→ **Material shown**
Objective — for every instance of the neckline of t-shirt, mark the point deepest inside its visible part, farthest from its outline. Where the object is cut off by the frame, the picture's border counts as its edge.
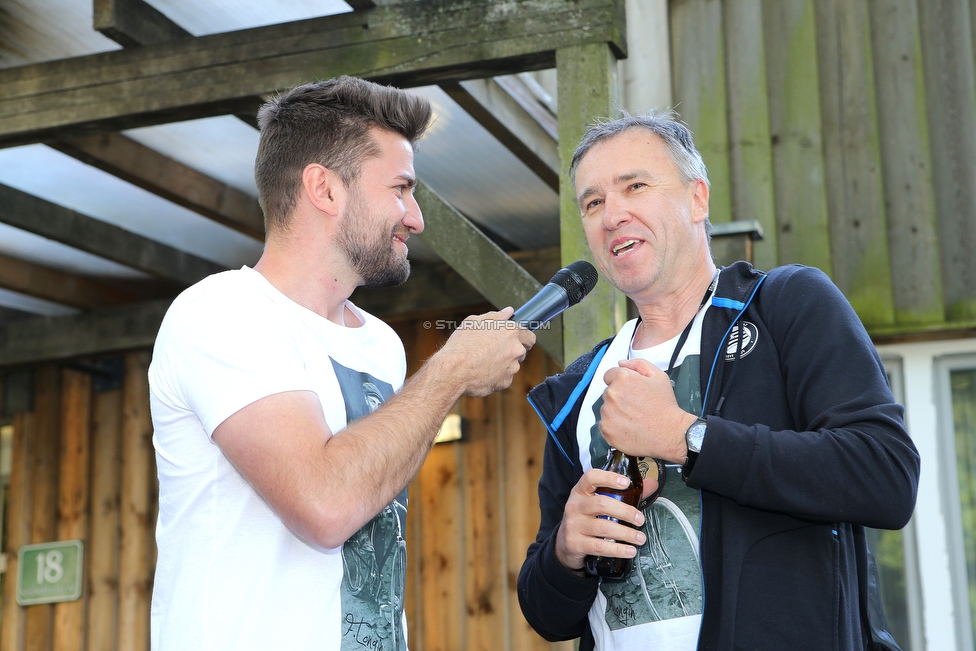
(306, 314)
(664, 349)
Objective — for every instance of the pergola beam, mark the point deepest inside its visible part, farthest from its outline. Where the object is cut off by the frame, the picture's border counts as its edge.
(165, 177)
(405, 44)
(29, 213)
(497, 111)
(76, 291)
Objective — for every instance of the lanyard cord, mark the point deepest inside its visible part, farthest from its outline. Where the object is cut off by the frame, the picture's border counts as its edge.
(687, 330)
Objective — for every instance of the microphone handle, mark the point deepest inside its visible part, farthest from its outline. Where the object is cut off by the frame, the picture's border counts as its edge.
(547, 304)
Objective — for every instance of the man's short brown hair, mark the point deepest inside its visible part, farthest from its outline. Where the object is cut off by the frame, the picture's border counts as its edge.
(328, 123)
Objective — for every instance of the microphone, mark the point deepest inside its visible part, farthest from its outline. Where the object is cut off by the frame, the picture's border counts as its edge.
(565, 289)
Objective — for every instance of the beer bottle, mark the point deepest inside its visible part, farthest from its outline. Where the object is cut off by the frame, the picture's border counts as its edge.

→ **Work item**
Within the records above, the line carrying "Objective — for every instance of the pergola" starts the range and the last line ends it. Set down that range exactly.

→ **Answer space**
Objective — for every instance of the pergola beam, mark the point deepest inside its visible part, farthest from its outline. Where the object is cut off by the frame, the picture's border counts as its edge.
(165, 177)
(405, 44)
(29, 213)
(497, 111)
(76, 291)
Objective — for every instance of the lanyard cord, mark the point deepest inside its visible part, farthest from its outline. Where the object is cut off by the frame, the picture's border counts as its edge.
(687, 330)
Objective — for every instance of the microphone handle, mark the point deepest inside its visible part, farthest from its outline. Where the object is cut off by the frame, the picture's border counts as its edge.
(547, 304)
Objective — for every instance of the man's short brown hair, mark the point deepest inside its visible part, farthest from its outline. Where the object is cut off by the frame, the picture's border counts as its edge.
(328, 123)
Objective — for every instance of the microphone, mark the point deepest inside its visible part, farthest from its outline. Where the object is cut off by the frame, the picture's border counts as its edge.
(565, 289)
Objective — for every instance of the beer bottle, mark the point deepest inside its visible part, farthest from its outline. Where the object is cut off by the frame, the picture's border counts as its edge.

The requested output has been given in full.